## BEGIN PAGE

Re: performance on update table from a join

From: Jean-Luc Lachance <jllachan(at)nsd(dot)ca>
To: Tom Lane <tgl(at)sss(dot)pgh(dot)pa(dot)us>
Cc: pgsql-sql(at)postgresql(dot)org
Subject: Re: performance on update table from a join
Date: 2002-04-30 22:07:50
Message-ID: 3CCF15B6.D3E145D9@nsd.ca
Views: Raw Message | Whole Thread | Download mbox | Resend email
Thread:
Lists: pgsql-bugs pgsql-sql

Tom,

There is no index on c right now, and there aren't any tiggers, rules or
foreign index on any of the tables.

"rs" has 10941 rows ans "routes" has 13928.

JLL

Tom Lane wrote:
>
> Jean-Luc Lachance <jllachan(at)nsd(dot)ca> writes:
> > Hash Join (cost=1943.04..136718.39 rows=100 width=660)
> > -> Seq Scan on c (cost=0.00..112409.04 rows=1156604 width=519)
> > -> Hash (cost=1939.63..1939.63 rows=1365 width=141)
> > -> Merge Join (cost=0.00..1939.63 rows=1365 width=141)
> > -> Index Scan using routes_str_mun on routes r
> > (cost=0.00..1053.46 rows=13928 width=77)
> > -> Index Scan using rs_stname on rs s (cost=0.00..704.11
> > rows=10942 width=64)
>
> Okay, those numbers look more believable.
>
> Offhand this seems like a perfectly fine plan to me; computing the
> r/s join once and forming it into an in-memory hashtable seems better
> than probing the r and s tables again for each of 1M+ rows of c.
> If the planner is way off about the size of that join (ie, it's not
> 1365 rows but many more) then maybe this isn't a good plan --- but you
> haven't given us any info about that.

## END PAGE
## BEGIN PROVIDED DATA

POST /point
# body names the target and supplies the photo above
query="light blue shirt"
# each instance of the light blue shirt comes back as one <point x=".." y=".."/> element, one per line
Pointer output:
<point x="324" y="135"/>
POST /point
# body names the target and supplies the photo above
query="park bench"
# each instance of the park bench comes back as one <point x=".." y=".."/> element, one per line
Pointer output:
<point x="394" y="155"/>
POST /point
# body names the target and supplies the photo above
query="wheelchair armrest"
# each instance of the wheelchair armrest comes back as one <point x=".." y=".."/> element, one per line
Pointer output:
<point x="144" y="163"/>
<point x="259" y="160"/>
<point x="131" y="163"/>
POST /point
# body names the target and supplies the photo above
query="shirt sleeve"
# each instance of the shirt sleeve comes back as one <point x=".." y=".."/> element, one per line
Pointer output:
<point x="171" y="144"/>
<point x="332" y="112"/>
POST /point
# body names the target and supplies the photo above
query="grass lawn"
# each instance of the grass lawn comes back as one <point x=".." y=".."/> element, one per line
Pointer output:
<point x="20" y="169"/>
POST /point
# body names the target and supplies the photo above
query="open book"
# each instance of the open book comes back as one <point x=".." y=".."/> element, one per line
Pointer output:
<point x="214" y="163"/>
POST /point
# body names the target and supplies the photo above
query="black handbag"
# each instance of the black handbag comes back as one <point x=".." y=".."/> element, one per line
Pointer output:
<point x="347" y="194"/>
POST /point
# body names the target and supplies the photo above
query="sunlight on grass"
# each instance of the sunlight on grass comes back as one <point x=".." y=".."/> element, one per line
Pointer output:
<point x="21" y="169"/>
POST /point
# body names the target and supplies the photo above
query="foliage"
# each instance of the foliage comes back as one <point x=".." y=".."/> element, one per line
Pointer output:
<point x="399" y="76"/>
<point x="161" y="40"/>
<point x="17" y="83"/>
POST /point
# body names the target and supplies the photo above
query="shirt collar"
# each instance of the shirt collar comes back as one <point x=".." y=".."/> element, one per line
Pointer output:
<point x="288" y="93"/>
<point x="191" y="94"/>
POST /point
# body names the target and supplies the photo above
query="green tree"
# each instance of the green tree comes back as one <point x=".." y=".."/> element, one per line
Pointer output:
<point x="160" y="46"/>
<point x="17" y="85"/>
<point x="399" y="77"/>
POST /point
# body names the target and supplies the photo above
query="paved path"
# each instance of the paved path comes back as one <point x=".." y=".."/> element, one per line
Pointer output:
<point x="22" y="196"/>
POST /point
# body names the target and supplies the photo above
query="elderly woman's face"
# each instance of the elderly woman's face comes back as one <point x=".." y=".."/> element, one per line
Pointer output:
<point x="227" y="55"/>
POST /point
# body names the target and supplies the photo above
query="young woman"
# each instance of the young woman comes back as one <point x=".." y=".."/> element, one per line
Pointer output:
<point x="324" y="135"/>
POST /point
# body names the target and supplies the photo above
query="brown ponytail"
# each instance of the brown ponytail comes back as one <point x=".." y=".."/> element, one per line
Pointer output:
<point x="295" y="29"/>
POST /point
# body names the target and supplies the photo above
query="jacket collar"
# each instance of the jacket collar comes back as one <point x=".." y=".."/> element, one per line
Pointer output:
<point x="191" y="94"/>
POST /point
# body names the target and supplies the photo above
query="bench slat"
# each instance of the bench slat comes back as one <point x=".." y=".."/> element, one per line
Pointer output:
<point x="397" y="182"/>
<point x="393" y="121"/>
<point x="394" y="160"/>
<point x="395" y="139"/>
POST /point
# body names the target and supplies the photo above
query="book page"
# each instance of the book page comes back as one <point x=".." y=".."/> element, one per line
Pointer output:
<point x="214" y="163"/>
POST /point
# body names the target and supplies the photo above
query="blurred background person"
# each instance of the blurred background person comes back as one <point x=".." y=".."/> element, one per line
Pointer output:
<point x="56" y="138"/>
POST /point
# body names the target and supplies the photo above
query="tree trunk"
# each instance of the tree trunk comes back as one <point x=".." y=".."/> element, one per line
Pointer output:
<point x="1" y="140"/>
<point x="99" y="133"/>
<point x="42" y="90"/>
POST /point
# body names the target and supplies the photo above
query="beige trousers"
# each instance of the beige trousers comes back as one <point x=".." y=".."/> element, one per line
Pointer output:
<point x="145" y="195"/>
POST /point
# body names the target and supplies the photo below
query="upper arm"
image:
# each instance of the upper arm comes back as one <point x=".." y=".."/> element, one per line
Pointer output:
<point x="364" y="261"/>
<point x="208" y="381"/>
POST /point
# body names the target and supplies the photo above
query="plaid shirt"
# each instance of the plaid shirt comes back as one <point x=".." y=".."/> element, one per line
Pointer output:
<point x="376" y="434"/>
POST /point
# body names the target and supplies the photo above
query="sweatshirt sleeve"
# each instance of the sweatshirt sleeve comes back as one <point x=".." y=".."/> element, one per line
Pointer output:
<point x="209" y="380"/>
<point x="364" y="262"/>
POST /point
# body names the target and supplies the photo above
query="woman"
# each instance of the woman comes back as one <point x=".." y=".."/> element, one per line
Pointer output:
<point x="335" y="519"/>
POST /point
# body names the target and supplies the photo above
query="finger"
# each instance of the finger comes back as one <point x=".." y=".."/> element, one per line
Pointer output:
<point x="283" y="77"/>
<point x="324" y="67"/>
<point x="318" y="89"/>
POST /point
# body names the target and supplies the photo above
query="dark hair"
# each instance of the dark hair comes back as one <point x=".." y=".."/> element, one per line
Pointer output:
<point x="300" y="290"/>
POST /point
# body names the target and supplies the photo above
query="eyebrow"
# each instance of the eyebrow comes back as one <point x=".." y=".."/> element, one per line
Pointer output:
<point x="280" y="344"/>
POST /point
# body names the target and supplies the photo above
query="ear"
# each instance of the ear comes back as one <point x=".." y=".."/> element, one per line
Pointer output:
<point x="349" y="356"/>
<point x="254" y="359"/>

## END PROVIDED DATA
## BEGIN PROVIDED DATA

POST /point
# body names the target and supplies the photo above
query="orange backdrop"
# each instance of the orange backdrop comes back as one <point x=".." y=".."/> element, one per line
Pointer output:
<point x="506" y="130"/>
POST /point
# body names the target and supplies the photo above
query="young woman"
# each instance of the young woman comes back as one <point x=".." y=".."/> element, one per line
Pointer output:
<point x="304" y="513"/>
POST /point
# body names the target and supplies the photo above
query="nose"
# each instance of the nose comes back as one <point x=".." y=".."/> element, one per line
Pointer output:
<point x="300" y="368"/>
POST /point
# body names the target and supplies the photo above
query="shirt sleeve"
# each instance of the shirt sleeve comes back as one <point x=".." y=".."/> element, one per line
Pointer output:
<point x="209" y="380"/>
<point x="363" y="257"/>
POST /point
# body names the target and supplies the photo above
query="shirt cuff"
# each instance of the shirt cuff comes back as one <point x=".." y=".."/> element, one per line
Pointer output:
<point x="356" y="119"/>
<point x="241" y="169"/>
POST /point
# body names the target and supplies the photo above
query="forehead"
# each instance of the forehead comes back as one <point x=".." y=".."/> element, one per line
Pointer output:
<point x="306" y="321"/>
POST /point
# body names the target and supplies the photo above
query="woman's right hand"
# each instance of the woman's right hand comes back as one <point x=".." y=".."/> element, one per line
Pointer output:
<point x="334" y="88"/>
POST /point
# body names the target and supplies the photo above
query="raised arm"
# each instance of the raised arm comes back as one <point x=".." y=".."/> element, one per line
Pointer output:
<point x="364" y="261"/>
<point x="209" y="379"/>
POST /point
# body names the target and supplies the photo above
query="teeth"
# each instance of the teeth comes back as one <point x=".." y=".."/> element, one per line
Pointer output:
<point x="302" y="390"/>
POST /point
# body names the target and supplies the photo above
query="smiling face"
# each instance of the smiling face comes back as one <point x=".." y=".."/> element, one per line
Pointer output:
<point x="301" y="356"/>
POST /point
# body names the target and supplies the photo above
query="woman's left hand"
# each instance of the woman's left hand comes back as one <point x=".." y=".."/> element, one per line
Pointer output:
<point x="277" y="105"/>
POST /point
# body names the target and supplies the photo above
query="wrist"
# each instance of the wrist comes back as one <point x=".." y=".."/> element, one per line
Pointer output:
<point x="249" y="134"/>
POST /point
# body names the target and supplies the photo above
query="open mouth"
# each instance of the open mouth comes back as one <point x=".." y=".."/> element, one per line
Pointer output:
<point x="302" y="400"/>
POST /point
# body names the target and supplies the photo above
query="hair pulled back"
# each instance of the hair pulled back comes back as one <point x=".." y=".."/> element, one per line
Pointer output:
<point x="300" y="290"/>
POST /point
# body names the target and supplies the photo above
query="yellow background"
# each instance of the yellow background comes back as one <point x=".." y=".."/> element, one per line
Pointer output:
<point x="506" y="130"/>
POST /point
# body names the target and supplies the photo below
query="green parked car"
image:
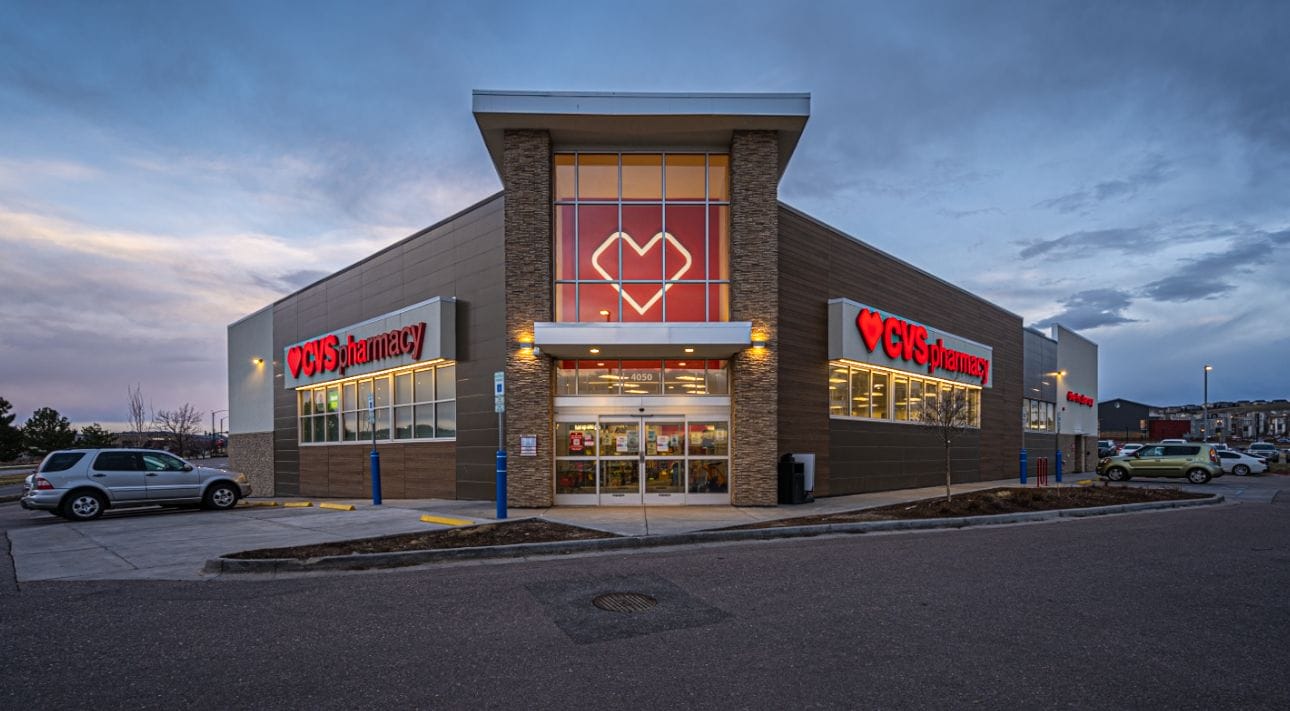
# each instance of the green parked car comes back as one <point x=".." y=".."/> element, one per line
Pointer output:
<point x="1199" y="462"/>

## END PROVIDED DATA
## BEGIN PROVIDED DATA

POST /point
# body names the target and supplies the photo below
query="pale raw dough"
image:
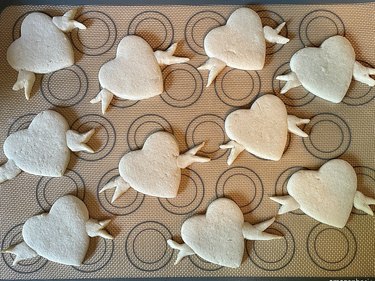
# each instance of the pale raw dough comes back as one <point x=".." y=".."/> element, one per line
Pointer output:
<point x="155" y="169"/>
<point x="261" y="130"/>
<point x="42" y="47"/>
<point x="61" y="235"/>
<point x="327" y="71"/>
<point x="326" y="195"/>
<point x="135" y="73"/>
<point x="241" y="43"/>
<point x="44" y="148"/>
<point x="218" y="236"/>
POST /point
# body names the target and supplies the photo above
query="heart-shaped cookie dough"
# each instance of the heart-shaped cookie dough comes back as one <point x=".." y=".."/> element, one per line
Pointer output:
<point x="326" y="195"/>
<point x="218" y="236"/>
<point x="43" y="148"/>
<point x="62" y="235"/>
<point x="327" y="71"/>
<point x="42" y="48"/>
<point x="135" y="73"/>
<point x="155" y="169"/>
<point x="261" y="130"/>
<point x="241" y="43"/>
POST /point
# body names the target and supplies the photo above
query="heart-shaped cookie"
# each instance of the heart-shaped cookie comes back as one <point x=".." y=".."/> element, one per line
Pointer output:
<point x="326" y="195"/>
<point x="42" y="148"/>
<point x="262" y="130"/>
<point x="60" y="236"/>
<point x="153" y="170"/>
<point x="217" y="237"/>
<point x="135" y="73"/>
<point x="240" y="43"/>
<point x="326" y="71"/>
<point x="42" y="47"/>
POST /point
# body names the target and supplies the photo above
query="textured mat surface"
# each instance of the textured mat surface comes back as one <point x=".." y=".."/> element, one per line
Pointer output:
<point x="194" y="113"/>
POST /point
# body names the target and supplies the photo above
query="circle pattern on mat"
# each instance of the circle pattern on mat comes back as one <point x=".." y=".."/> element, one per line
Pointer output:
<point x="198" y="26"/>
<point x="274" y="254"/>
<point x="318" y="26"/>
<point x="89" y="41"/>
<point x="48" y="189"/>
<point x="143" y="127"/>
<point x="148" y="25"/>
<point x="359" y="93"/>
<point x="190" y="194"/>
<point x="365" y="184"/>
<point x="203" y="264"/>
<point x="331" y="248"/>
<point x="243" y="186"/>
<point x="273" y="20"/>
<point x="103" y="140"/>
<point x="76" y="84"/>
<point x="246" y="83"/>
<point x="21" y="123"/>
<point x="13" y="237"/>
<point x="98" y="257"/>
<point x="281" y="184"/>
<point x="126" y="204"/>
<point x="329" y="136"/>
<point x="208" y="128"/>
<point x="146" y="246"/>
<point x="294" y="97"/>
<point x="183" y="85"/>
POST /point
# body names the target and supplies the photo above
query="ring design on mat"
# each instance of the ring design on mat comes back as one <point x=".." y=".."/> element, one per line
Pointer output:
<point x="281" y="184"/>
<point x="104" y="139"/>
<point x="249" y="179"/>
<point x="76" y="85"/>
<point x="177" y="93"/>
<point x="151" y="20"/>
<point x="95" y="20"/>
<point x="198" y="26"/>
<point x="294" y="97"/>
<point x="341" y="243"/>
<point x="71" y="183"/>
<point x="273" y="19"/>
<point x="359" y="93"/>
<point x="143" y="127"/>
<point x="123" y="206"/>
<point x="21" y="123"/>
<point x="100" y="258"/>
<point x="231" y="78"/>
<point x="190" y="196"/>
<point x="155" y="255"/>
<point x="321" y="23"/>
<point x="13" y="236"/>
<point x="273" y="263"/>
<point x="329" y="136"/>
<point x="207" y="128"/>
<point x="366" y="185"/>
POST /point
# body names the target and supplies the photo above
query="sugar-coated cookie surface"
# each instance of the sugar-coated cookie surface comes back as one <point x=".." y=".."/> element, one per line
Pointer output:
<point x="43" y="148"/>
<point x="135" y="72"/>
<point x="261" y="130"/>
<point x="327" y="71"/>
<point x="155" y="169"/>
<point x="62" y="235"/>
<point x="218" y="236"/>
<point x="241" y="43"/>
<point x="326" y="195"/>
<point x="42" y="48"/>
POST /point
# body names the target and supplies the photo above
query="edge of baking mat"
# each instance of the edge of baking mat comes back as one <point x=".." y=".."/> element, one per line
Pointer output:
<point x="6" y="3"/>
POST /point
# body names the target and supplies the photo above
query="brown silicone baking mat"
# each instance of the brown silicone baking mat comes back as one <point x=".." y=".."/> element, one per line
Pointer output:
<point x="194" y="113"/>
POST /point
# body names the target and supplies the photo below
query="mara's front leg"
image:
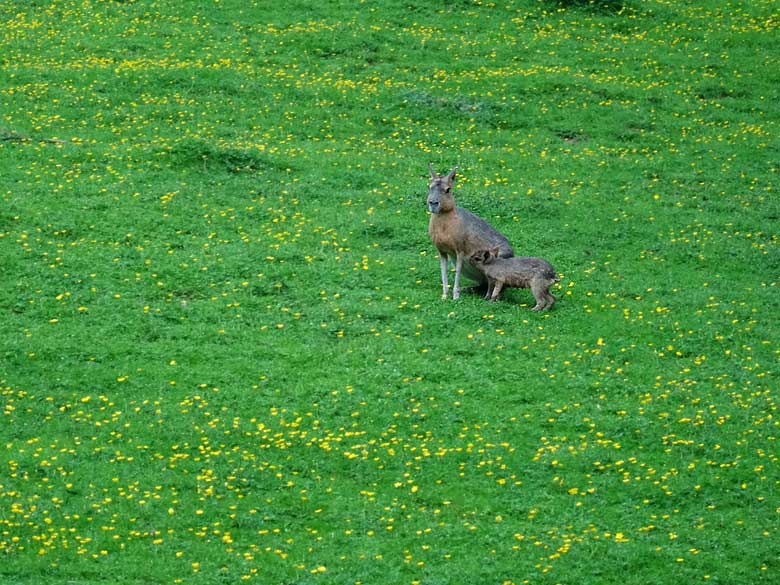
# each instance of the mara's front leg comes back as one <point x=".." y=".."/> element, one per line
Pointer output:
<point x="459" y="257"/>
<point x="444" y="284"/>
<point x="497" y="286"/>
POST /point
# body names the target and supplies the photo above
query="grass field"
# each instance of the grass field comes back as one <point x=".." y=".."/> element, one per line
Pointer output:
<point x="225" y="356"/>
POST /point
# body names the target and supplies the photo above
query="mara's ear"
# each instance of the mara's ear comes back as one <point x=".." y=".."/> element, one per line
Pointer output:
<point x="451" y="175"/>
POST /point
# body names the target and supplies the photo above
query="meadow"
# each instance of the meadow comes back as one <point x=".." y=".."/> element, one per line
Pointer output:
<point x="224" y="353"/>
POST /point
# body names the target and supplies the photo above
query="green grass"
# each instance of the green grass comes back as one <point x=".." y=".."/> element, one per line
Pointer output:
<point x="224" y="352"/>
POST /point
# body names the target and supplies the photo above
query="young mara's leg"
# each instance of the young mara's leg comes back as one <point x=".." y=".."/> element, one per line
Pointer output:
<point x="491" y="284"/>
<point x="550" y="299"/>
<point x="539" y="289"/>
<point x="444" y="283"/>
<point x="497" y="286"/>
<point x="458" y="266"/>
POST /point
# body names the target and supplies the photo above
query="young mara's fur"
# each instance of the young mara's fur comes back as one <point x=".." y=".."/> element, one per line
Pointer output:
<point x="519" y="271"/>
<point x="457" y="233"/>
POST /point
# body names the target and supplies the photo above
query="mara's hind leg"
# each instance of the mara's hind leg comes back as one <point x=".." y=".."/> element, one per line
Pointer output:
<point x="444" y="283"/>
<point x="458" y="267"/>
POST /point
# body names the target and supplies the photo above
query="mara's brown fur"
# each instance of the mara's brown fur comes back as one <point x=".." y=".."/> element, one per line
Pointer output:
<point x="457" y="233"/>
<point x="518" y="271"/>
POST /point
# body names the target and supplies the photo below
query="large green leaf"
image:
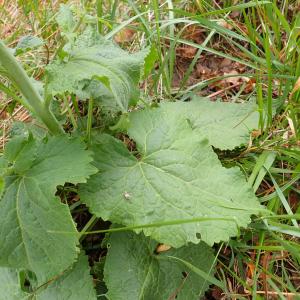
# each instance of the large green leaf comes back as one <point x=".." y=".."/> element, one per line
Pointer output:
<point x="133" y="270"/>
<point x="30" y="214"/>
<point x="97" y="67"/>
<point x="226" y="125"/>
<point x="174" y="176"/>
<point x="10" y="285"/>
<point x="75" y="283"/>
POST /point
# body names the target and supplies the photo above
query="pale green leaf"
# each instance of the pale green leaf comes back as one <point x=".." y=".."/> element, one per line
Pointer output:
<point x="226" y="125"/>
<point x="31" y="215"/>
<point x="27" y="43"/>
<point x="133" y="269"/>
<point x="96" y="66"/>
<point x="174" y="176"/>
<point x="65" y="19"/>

## END PROVIDED DATA

**SET TASK 1**
In the message about update performance, how many rows does "routes" have?
**SET TASK 2**
Write the next part of the message about update performance, picking up after its final sentence.
The records have nothing to do with the message about update performance.

**RIGHT ANSWER 1**
13928

**RIGHT ANSWER 2**
>
> > I have also the following indecies that are ot being used:
> > create index routes_ex_str_mun on routes( exchangeno, street,
> > municipality);
> > create index rs_ostr_omun on rs( oldstname, oldmuni);
>
> That routes index could be used for the mergejoin if you had a
> corresponding index on rs (ie, one on exchangeno,stname,municipality).
> Not sure that this would make any significant improvement though.
> Merging on street name is probably plenty good enough.
>
> My thought is that the plan is fine, and if you are having a performance
> problem with the update, it's more likely due to operations triggered by
> the update rather than anything the planner can alter. Do you have
> rules, triggers, foreign keys on the c table, foreign keys pointing to
> that table, a large number of indexes for that table?
>
> regards, tom lane

In response to

Browse pgsql-bugs by date

  From Date Subject
Next Message Edward Pilipczuk 2002-05-01 05:25:55 Re: Bug #640: ECPG: inserting float numbers
Previous Message Tom Lane 2002-04-30 21:51:08 Re: performance on update table from a join

Browse pgsql-sql by date

  From Date Subject
Next Message Tom Lane 2002-04-30 22:50:24 Re: Out of free buffers... HELP!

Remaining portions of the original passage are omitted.